Task objective >>
The expected answer is the set of lines in the data below between the line holding "find the dark" and the line holding "find the sunbeam", inclusive, written out exactly.

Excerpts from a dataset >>
* * * *
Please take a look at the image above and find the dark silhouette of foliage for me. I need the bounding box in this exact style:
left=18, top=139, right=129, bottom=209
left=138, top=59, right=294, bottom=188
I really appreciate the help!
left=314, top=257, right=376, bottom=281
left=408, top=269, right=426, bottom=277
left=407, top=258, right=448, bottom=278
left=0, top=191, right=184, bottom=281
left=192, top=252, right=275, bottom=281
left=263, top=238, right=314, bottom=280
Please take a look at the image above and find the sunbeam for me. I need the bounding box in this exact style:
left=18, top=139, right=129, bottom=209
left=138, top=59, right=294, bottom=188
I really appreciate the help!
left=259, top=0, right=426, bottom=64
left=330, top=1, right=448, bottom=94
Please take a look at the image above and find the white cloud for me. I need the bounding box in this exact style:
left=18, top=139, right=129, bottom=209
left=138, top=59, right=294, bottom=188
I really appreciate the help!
* * * *
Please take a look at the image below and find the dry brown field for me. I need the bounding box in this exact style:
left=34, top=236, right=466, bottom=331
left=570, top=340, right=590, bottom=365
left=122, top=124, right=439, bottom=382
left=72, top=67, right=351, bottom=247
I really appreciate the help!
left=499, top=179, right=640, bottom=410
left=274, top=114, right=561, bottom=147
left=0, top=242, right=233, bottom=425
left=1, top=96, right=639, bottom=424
* * * *
Result of the task >>
Please take a look at the image above and find the dark silhouette of foliage for me. I need the bounding box in this exact style:
left=18, top=139, right=129, bottom=209
left=138, top=59, right=294, bottom=188
I really appreciate the help!
left=314, top=257, right=376, bottom=281
left=408, top=269, right=426, bottom=277
left=407, top=258, right=448, bottom=278
left=0, top=191, right=184, bottom=281
left=192, top=252, right=275, bottom=281
left=263, top=238, right=314, bottom=280
Please take a look at the image above and find the sunbeam for me. I need the bounding box in this exact style:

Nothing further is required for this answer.